• **What you need to do**:
[1] In the listing, from its start through the line containing "box: [0, 0, 1400, 934]", inclusive, rename "bounding box" to "enclosing rectangle" and reproduce those lines with nothing else changed. Leave the pictures out of your answer.
[2] Continue the issue thread about HelmRelease not re-reconciling on an Argo Workflow step from its last comment.

======== Extracted text ========

Azure / orkestra

Orkestra is a cloud-native release orchestration and lifecycle management (LCM) platform for the fine-grained orchestration of inter-dependent helm charts and their dependencies
https://azure.github.io/orkestra
Other
104 stars 16 forks source link

HelmRelease doesn't continually re-reconcile on Argo Workflow Step #213

Closed jonathan-innis closed 3 years ago

jonathan-innis commented 3 years ago

Describe the bug In cases where the interval is long and the HelmRelease doesn't reconcile immediately, it can take up to the interval specified for the helm chart for the HelmRelease to re-reconcile. In some cases where this time > 5m, this can fail the entire workflow.

To Reproduce Steps to reproduce the behavior:

  1. Install the Orkestra chart
  2. Install the ./config/samples/bookinfo.yaml (this issue is intermittent so you may not see this on the first go-around)

Expected behavior To avoid ignoring user-specified reconcile interval, we should install the helm-release and force re-reconcile on a polling interval using the reconcile annotation provided through HelmRelease api

Additional context More information on how to force re-reconcile can be seen within the flux reconcile portion of the Flux CLI https://github.com/fluxcd/flux2/blob/main/cmd/flux/reconcile.go

nitishm commented 3 years ago

So this is a delay caused by the helm-controller reconciliation interval? If so can we always keep it short since we don't necessarily need it to be tweaked by the end user?

======== Dataset ========

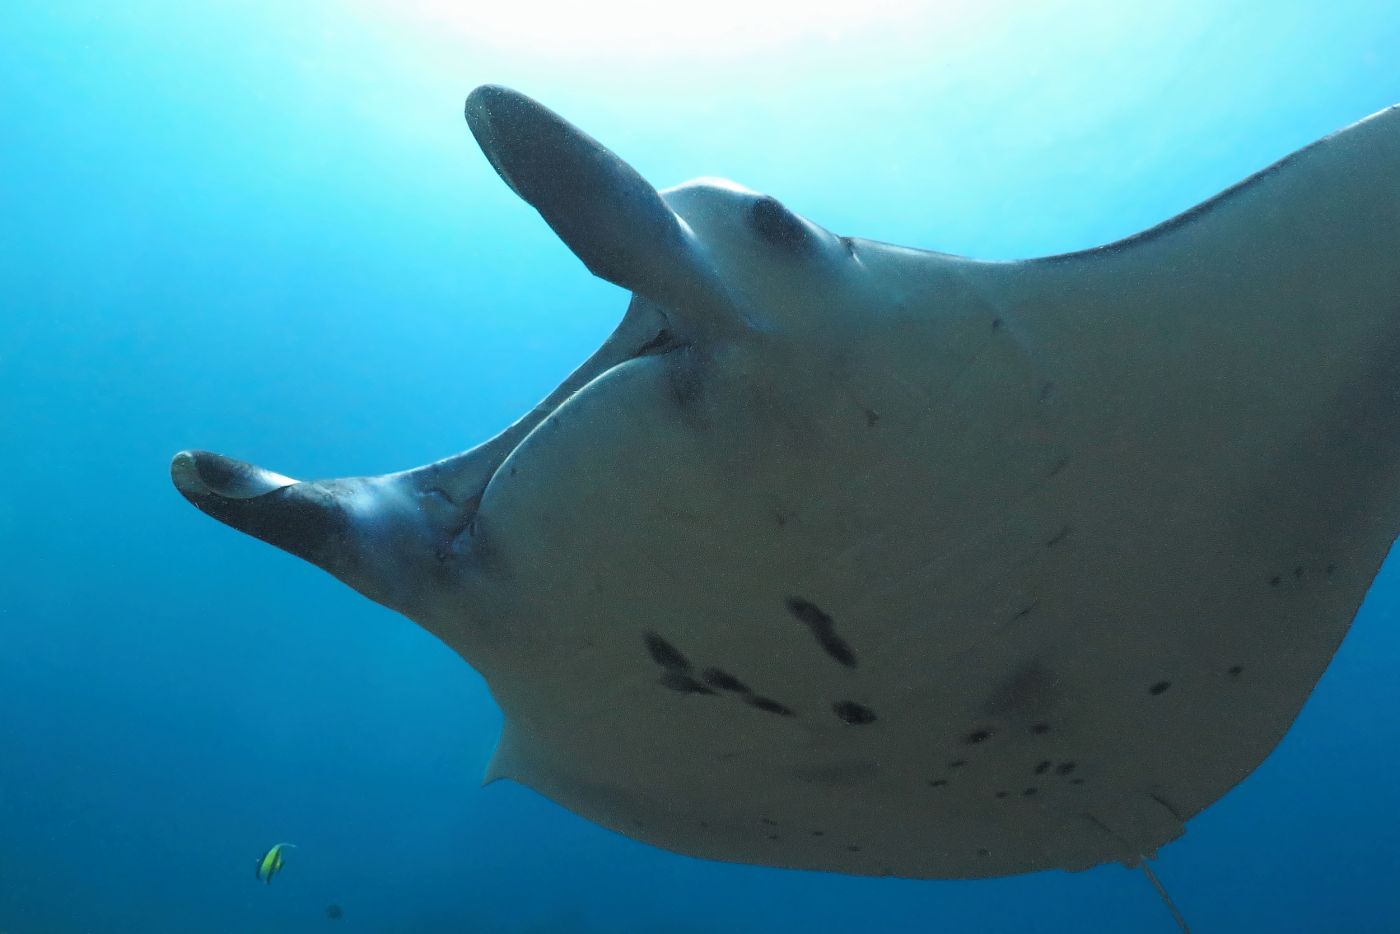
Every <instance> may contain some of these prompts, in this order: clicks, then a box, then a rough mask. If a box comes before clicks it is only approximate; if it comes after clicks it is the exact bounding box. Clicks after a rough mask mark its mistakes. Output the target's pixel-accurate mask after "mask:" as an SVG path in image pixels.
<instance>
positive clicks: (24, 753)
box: [0, 0, 1400, 934]
mask: <svg viewBox="0 0 1400 934" xmlns="http://www.w3.org/2000/svg"><path fill="white" fill-rule="evenodd" d="M510 7H511V8H510V10H504V11H494V10H486V8H484V6H480V4H476V3H473V4H459V6H454V4H447V3H427V1H419V3H413V1H410V3H402V4H374V3H368V1H364V3H353V1H349V0H347V1H344V3H329V1H326V0H307V1H305V3H297V4H284V3H267V1H258V0H249V1H245V3H224V1H211V3H200V4H188V3H174V1H158V0H148V1H136V3H126V4H102V3H80V1H76V0H59V1H55V3H25V1H24V0H21V1H18V3H7V4H4V7H3V8H0V452H3V456H0V480H3V485H4V496H0V549H3V556H4V560H3V562H0V931H4V933H6V934H31V933H43V934H50V933H52V934H69V933H84V931H91V933H101V934H105V933H109V931H111V933H119V931H141V933H143V934H158V933H164V931H179V933H189V931H207V933H238V934H244V933H251V931H319V930H332V931H344V933H346V934H349V933H351V931H374V933H379V931H405V933H413V931H423V933H435V931H501V933H524V931H564V933H575V931H577V933H603V931H608V933H613V931H669V933H675V934H680V933H687V931H696V933H700V931H725V933H728V934H739V933H763V934H767V933H773V934H785V933H797V931H801V933H802V934H818V933H827V931H832V933H836V931H1015V933H1018V934H1023V933H1025V931H1061V930H1063V931H1170V930H1175V928H1173V926H1172V921H1170V917H1169V916H1168V914H1166V912H1165V910H1163V907H1162V906H1161V903H1159V902H1158V899H1156V896H1155V895H1154V892H1152V891H1151V889H1149V888H1148V885H1147V882H1145V881H1144V879H1142V878H1141V875H1138V874H1135V872H1127V871H1124V870H1123V868H1120V867H1100V868H1098V870H1092V871H1088V872H1081V874H1064V872H1042V874H1035V875H1025V877H1015V878H1004V879H990V881H979V882H920V881H907V879H871V878H851V877H839V875H826V874H812V872H797V871H781V870H767V868H755V867H745V865H729V864H718V863H707V861H700V860H693V858H687V857H682V856H675V854H671V853H665V851H661V850H657V849H651V847H648V846H644V844H641V843H636V842H633V840H629V839H624V837H620V836H617V835H613V833H610V832H608V830H603V829H599V828H596V826H594V825H591V823H588V822H585V821H582V819H580V818H577V816H574V815H571V814H570V812H567V811H564V809H561V808H559V807H556V805H553V804H552V802H549V801H546V800H543V798H542V797H539V795H536V794H533V793H531V791H528V790H525V788H522V787H519V786H514V784H510V783H497V784H493V786H490V787H489V788H480V787H477V784H479V776H480V774H482V770H483V767H484V763H486V760H487V758H489V755H490V751H491V748H493V744H494V739H496V734H497V730H498V725H500V714H498V711H497V710H496V707H494V706H493V703H491V700H490V696H489V695H487V692H486V688H484V685H483V682H482V679H480V678H479V676H477V675H476V674H475V672H473V671H472V669H470V668H468V667H466V665H465V664H463V662H462V661H461V660H459V658H458V657H456V655H455V654H452V653H451V651H449V650H448V648H445V647H444V646H441V644H440V643H438V641H435V640H434V639H433V637H431V636H428V634H427V633H424V632H423V630H420V629H419V627H416V626H414V625H412V623H409V622H407V620H405V619H402V618H399V616H396V615H393V613H391V612H389V611H386V609H382V608H379V606H377V605H374V604H370V602H368V601H365V599H363V598H361V597H358V595H356V594H354V592H351V591H350V590H347V588H344V587H343V585H340V584H339V583H336V581H333V580H332V578H330V577H328V576H325V574H322V573H321V571H316V570H315V569H312V567H309V566H307V564H304V563H301V562H297V560H295V559H291V557H288V556H286V555H283V553H280V552H276V550H274V549H272V548H269V546H266V545H263V543H259V542H255V541H253V539H249V538H245V536H241V535H237V534H234V532H231V531H230V529H227V528H223V527H221V525H218V524H217V522H213V521H210V520H209V518H206V517H203V515H200V514H199V513H197V511H195V510H192V508H190V507H189V506H188V504H186V503H185V501H183V500H182V499H181V496H179V494H178V493H176V492H175V490H174V489H172V487H171V483H169V478H168V473H167V465H168V459H169V456H171V454H174V452H175V451H176V449H181V448H183V447H202V448H209V449H214V451H223V452H227V454H231V455H235V456H245V458H248V459H252V461H256V462H259V463H263V465H266V466H269V468H272V469H276V471H280V472H284V473H287V475H291V476H305V478H315V476H347V475H367V473H382V472H388V471H395V469H402V468H406V466H410V465H417V463H424V462H428V461H433V459H437V458H440V456H444V455H447V454H449V452H454V451H458V449H462V448H466V447H470V445H473V444H476V442H479V441H482V440H484V438H487V437H489V435H491V434H494V433H496V431H497V430H500V428H501V427H504V426H505V424H508V423H510V421H511V420H514V419H515V417H518V416H519V414H521V413H524V412H525V410H526V409H528V407H529V406H531V405H532V403H533V402H536V400H538V399H539V398H540V396H543V395H545V393H546V392H547V391H549V389H552V388H553V385H554V384H556V382H557V381H559V379H560V378H561V377H563V375H564V374H567V372H568V370H570V368H573V365H575V364H577V363H578V361H580V360H582V358H584V357H585V356H587V354H588V353H589V351H591V350H592V349H595V347H596V346H598V343H599V342H601V340H602V337H603V336H605V335H606V333H608V332H609V330H610V329H612V326H613V325H615V323H616V321H617V318H619V316H620V314H622V309H623V307H624V302H626V294H624V293H623V291H622V290H619V288H616V287H613V286H610V284H606V283H603V281H599V280H596V279H592V277H589V276H588V274H587V272H585V270H584V267H582V266H581V265H580V263H578V260H577V259H575V258H574V256H573V255H571V253H570V252H568V251H567V249H566V248H564V246H563V245H561V244H560V242H559V241H557V239H556V238H554V237H553V234H552V232H550V231H549V228H547V227H546V225H545V224H543V223H542V221H540V220H539V217H538V216H536V214H535V213H533V211H532V210H531V209H529V207H528V206H525V204H524V203H521V202H519V200H518V199H517V197H515V196H514V195H512V193H511V192H510V190H508V189H507V188H505V186H504V185H503V183H501V182H500V179H498V178H497V176H496V174H494V172H493V171H491V169H490V167H489V165H487V162H486V160H484V158H483V157H482V155H480V153H479V151H477V148H476V147H475V144H473V143H472V139H470V134H469V133H468V130H466V126H465V125H463V122H462V116H461V108H462V99H463V97H465V95H466V92H468V91H469V90H470V88H472V87H475V85H477V84H482V83H487V81H494V83H503V84H510V85H514V87H518V88H521V90H522V91H525V92H528V94H531V95H533V97H536V98H538V99H540V101H543V102H546V104H547V105H550V106H553V108H554V109H557V111H560V112H561V113H564V115H566V116H567V118H568V119H571V120H574V122H575V123H578V125H580V126H582V127H584V129H585V130H588V132H589V133H591V134H594V136H596V137H598V139H599V140H602V141H605V143H606V144H608V146H610V147H612V148H615V150H616V151H617V153H620V154H622V155H623V157H626V158H627V160H629V161H630V162H631V164H633V165H636V167H637V168H638V169H640V171H641V172H643V174H644V175H645V176H647V178H650V179H651V181H654V182H655V183H658V185H672V183H676V182H680V181H685V179H687V178H692V176H697V175H722V176H729V178H734V179H736V181H739V182H742V183H745V185H748V186H750V188H753V189H757V190H766V192H770V193H773V195H777V196H778V197H781V199H783V200H784V202H785V203H787V204H788V206H791V207H792V209H794V210H797V211H799V213H802V214H805V216H808V217H811V218H813V220H815V221H818V223H820V224H823V225H825V227H827V228H830V230H834V231H837V232H844V234H853V235H861V237H869V238H874V239H882V241H889V242H900V244H909V245H913V246H923V248H928V249H939V251H945V252H955V253H967V255H974V256H986V258H1014V256H1032V255H1042V253H1053V252H1063V251H1068V249H1077V248H1084V246H1091V245H1095V244H1099V242H1105V241H1109V239H1114V238H1119V237H1123V235H1127V234H1131V232H1134V231H1137V230H1141V228H1144V227H1148V225H1151V224H1154V223H1156V221H1161V220H1163V218H1166V217H1169V216H1172V214H1175V213H1177V211H1180V210H1184V209H1187V207H1190V206H1191V204H1194V203H1197V202H1200V200H1203V199H1204V197H1208V196H1210V195H1212V193H1215V192H1217V190H1219V189H1222V188H1225V186H1228V185H1231V183H1233V182H1236V181H1239V179H1240V178H1243V176H1246V175H1249V174H1250V172H1253V171H1256V169H1259V168H1261V167H1264V165H1267V164H1268V162H1271V161H1274V160H1277V158H1280V157H1282V155H1285V154H1288V153H1289V151H1292V150H1295V148H1298V147H1299V146H1303V144H1306V143H1309V141H1312V140H1315V139H1317V137H1319V136H1323V134H1326V133H1329V132H1331V130H1334V129H1337V127H1340V126H1343V125H1347V123H1350V122H1352V120H1355V119H1359V118H1361V116H1365V115H1368V113H1371V112H1373V111H1376V109H1380V108H1382V106H1386V105H1389V104H1393V102H1397V101H1400V56H1397V53H1396V49H1400V7H1396V6H1394V4H1392V3H1382V1H1379V0H1376V1H1362V0H1357V1H1347V0H1343V1H1337V3H1330V4H1313V3H1288V1H1284V3H1233V4H1217V3H1210V1H1207V0H1190V1H1183V3H1176V4H1154V8H1145V6H1144V8H1137V4H1119V3H1110V1H1107V0H1105V1H1102V3H1092V1H1088V0H1086V1H1082V3H1053V1H1051V3H1037V4H1011V3H981V4H973V3H962V4H960V3H944V4H925V6H923V7H893V6H881V4H875V6H872V7H869V10H868V11H865V13H861V11H857V10H854V8H850V10H843V8H839V7H836V6H830V7H826V6H820V4H805V6H804V7H799V8H787V10H784V8H777V7H773V8H770V7H766V6H764V4H762V3H750V4H748V6H736V4H729V6H715V7H713V8H706V7H694V8H690V10H687V11H685V14H683V17H680V18H676V20H671V18H668V17H672V15H680V14H671V13H666V11H665V10H664V8H662V7H661V6H659V4H658V6H655V7H654V8H638V7H636V6H633V7H630V8H626V7H622V6H617V4H612V6H608V4H602V6H589V7H588V10H587V11H585V13H582V14H581V13H578V11H577V10H575V11H571V13H564V11H563V7H561V6H560V8H559V10H552V8H550V7H549V6H531V4H528V3H518V4H510ZM1397 616H1400V567H1396V564H1394V562H1392V563H1390V564H1389V566H1387V567H1386V569H1385V570H1383V571H1382V574H1380V577H1379V578H1378V581H1376V584H1375V587H1373V590H1372V592H1371V597H1369V599H1368V602H1366V605H1365V608H1364V609H1362V612H1361V615H1359V616H1358V619H1357V622H1355V625H1354V627H1352V632H1351V634H1350V636H1348V639H1347V641H1345V643H1344V646H1343V647H1341V651H1340V653H1338V654H1337V658H1336V660H1334V662H1333V665H1331V668H1330V671H1329V672H1327V675H1326V676H1324V678H1323V679H1322V682H1320V685H1319V688H1317V690H1316V692H1315V695H1313V697H1312V700H1310V702H1309V704H1308V706H1306V709H1305V710H1303V713H1302V716H1301V717H1299V720H1298V723H1296V725H1295V727H1294V730H1292V731H1291V732H1289V734H1288V737H1287V738H1285V739H1284V742H1282V745H1281V746H1280V748H1278V751H1277V752H1275V753H1274V755H1273V756H1271V758H1270V759H1268V760H1267V762H1266V763H1264V765H1263V766H1261V767H1260V769H1259V770H1257V772H1256V773H1254V774H1253V776H1250V777H1249V779H1247V780H1246V781H1243V783H1242V784H1240V786H1239V787H1238V788H1236V790H1235V791H1232V793H1231V794H1228V795H1226V797H1225V798H1224V800H1222V801H1219V802H1218V804H1217V805H1214V807H1211V808H1210V809H1207V811H1205V812H1204V814H1203V815H1201V816H1198V818H1196V819H1194V821H1191V822H1190V825H1189V829H1187V833H1186V836H1184V837H1183V839H1182V840H1179V842H1176V843H1172V844H1169V846H1166V847H1165V849H1163V850H1162V853H1161V860H1159V863H1158V864H1156V868H1158V874H1159V875H1161V878H1162V879H1163V882H1165V884H1166V885H1168V888H1169V889H1170V891H1172V893H1173V896H1175V899H1176V902H1177V905H1179V906H1180V907H1182V910H1183V912H1184V913H1186V916H1187V917H1189V919H1190V920H1191V921H1193V924H1194V927H1196V930H1198V931H1254V930H1257V931H1383V930H1400V920H1397V902H1396V895H1394V892H1396V888H1394V878H1396V875H1397V871H1400V856H1397V853H1396V836H1397V833H1396V832H1397V829H1400V822H1397V818H1396V815H1397V814H1400V786H1397V783H1396V781H1394V774H1396V767H1397V762H1400V759H1397V753H1396V749H1394V739H1396V737H1397V727H1400V703H1397V702H1400V692H1397V688H1396V683H1397V682H1396V681H1394V675H1393V672H1394V668H1396V665H1397V661H1400V636H1397V634H1396V620H1397ZM279 840H290V842H294V843H297V844H298V849H297V850H293V851H290V854H288V857H287V867H286V870H284V871H283V874H281V875H279V877H277V879H276V881H274V882H273V884H272V885H260V884H259V882H256V881H255V879H253V860H255V857H258V856H259V854H260V853H262V851H263V850H265V849H266V847H267V846H270V844H272V843H274V842H279ZM330 905H337V906H340V907H342V909H343V917H340V919H330V917H328V914H326V909H328V906H330Z"/></svg>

========

• **List of answers**:
[1]
Every <instance> may contain some of these prompts, in this order: clicks, then a box, then a rough mask. If a box comes before clicks it is only approximate; if it comes after clicks it is the exact enclosing rectangle. Clicks after a rough mask mark its mistakes. Output the target's pixel-accurate mask after "mask:" as an SVG path in image pixels.
<instance>
positive clicks: (24, 753)
box: [0, 0, 1400, 934]

[2]
jonathan-innis commented 3 years ago

Yes, it is. I think that we should re-reconcile very quickly while we are checking the status with the argo workflow, but not during standard reconciliation. Otherwise, this is going to put a lot of weight on the api server for no reason

jonathan-innis commented 3 years ago

@nitishm I'm picking this up and prioritizing this above testing because otherwise our test cases are going to take forever

nitishm commented 3 years ago

Go for it!!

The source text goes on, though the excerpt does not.